**AIM OF THE EXERCISE**
Select every line in the entries below that contains the word "street", matching case exactly, and copy each one.

**EXERCISE INPUT**

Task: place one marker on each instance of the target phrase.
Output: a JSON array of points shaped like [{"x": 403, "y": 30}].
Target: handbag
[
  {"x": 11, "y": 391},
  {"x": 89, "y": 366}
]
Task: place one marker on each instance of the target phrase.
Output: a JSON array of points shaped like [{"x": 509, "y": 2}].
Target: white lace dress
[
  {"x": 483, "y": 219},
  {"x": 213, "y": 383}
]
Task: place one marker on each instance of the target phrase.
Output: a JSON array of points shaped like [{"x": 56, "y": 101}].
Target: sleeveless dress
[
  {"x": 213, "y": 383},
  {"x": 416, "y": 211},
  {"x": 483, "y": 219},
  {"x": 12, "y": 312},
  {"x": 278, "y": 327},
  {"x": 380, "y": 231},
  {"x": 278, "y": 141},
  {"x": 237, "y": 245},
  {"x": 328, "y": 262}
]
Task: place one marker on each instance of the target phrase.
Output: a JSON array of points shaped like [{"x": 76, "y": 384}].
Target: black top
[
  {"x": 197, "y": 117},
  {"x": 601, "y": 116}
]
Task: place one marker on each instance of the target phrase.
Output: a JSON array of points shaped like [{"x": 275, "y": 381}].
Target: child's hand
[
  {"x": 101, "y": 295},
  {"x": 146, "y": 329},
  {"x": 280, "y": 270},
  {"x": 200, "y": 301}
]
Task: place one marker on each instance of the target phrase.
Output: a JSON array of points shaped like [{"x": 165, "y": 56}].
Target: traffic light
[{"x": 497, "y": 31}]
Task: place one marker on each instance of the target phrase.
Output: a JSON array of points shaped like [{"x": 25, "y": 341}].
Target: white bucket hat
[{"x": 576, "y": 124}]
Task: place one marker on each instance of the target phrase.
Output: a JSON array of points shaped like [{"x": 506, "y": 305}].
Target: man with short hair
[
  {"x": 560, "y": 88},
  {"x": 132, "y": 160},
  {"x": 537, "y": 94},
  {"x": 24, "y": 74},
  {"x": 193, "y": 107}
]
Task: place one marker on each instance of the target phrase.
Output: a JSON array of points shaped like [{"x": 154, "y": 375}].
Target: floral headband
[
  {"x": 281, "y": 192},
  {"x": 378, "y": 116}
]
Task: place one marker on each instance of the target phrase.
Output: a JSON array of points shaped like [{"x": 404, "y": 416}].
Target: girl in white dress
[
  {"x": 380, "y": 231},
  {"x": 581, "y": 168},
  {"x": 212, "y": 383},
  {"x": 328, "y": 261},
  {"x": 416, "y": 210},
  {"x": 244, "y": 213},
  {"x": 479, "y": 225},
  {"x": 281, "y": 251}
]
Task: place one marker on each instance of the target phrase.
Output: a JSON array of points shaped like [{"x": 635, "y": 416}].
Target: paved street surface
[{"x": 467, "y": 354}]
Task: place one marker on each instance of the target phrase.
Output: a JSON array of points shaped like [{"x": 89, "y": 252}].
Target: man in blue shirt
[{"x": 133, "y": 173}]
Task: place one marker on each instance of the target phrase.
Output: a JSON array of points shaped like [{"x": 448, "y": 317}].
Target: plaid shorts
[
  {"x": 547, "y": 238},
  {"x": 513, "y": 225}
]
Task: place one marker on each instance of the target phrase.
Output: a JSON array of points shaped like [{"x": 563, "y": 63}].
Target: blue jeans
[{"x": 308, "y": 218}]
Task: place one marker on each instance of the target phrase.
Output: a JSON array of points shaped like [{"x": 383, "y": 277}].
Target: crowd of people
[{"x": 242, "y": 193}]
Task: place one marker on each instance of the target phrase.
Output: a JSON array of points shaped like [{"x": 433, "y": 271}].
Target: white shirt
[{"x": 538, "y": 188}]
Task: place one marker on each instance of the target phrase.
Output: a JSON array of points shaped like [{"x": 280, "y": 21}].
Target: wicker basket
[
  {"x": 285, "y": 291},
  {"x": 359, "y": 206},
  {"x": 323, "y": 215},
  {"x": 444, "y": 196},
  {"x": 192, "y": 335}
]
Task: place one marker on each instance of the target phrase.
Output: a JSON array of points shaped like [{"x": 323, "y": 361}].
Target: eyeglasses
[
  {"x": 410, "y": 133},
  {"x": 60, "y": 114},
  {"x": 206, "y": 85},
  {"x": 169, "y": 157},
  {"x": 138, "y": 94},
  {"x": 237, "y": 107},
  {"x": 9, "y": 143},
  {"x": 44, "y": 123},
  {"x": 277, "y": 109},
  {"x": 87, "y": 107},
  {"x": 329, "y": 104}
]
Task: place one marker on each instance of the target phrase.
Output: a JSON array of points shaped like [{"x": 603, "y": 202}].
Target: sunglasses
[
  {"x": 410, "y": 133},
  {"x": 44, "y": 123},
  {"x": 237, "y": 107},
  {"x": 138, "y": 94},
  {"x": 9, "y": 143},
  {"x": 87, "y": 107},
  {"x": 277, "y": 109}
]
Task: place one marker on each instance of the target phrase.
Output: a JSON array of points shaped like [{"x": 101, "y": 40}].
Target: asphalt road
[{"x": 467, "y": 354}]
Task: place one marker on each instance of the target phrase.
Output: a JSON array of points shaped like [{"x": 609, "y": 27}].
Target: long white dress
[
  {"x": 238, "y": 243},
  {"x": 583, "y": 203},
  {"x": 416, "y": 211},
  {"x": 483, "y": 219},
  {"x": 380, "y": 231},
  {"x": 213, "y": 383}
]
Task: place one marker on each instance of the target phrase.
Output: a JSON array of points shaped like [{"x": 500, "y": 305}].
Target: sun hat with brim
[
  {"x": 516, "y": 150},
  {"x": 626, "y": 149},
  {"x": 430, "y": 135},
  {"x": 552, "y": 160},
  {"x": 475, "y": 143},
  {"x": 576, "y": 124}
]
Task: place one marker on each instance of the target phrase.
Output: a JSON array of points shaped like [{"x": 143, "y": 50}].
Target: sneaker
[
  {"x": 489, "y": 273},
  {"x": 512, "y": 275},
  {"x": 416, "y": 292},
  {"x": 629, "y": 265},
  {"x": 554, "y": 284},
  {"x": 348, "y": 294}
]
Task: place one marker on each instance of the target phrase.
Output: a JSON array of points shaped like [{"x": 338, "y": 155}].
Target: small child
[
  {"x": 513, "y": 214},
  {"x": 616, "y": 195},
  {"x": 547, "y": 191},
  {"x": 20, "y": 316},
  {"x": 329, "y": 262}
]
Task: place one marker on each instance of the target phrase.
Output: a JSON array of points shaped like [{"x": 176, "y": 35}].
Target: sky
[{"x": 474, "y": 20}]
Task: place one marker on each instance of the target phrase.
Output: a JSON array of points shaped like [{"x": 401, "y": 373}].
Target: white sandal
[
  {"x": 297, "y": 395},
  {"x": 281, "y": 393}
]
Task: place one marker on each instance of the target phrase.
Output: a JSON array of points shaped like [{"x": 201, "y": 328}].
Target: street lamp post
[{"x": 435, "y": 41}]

--

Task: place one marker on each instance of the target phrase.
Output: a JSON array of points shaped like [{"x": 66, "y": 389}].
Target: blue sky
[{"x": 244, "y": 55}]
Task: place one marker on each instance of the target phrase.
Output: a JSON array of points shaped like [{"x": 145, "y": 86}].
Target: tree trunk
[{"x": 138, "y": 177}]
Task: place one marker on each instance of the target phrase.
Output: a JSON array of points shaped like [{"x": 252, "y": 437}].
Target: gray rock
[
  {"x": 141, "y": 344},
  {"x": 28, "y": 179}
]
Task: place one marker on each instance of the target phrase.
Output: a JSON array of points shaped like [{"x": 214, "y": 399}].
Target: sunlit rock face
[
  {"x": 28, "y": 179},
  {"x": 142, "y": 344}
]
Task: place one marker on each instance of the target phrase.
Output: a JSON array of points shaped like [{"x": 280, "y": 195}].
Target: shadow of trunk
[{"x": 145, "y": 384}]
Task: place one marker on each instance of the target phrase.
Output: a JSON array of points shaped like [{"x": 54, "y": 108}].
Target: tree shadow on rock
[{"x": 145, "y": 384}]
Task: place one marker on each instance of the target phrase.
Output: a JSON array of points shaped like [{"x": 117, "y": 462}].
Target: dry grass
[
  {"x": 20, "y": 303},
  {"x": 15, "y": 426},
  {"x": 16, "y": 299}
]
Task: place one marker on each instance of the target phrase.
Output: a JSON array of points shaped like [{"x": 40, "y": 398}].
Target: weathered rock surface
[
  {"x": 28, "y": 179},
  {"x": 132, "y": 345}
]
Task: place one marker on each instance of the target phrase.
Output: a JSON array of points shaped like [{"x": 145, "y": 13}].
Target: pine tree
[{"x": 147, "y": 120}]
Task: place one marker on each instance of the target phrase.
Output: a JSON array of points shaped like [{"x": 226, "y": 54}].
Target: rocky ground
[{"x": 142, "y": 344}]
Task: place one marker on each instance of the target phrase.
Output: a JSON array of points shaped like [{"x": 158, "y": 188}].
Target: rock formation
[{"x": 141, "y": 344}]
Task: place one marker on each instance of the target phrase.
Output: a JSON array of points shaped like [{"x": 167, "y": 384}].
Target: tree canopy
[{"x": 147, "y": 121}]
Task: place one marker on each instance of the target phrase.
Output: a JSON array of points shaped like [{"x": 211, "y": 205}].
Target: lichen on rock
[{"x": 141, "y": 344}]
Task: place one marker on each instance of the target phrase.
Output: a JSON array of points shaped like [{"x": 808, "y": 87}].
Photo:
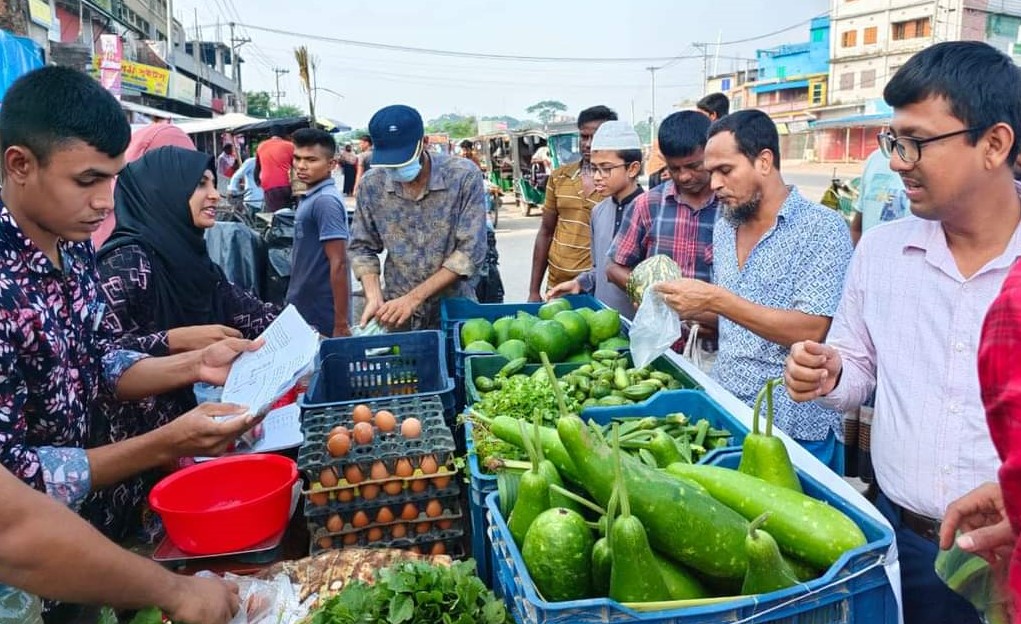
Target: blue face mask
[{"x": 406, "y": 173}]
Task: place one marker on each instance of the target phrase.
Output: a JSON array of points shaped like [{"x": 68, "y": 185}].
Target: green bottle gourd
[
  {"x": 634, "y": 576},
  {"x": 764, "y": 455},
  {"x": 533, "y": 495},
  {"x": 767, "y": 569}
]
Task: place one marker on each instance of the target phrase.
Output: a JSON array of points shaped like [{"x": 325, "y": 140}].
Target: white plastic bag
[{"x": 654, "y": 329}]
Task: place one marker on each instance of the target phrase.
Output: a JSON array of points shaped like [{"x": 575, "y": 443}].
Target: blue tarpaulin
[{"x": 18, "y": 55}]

**ANSWER FOR THE TASK**
Target: paved street surface
Target: street lamp post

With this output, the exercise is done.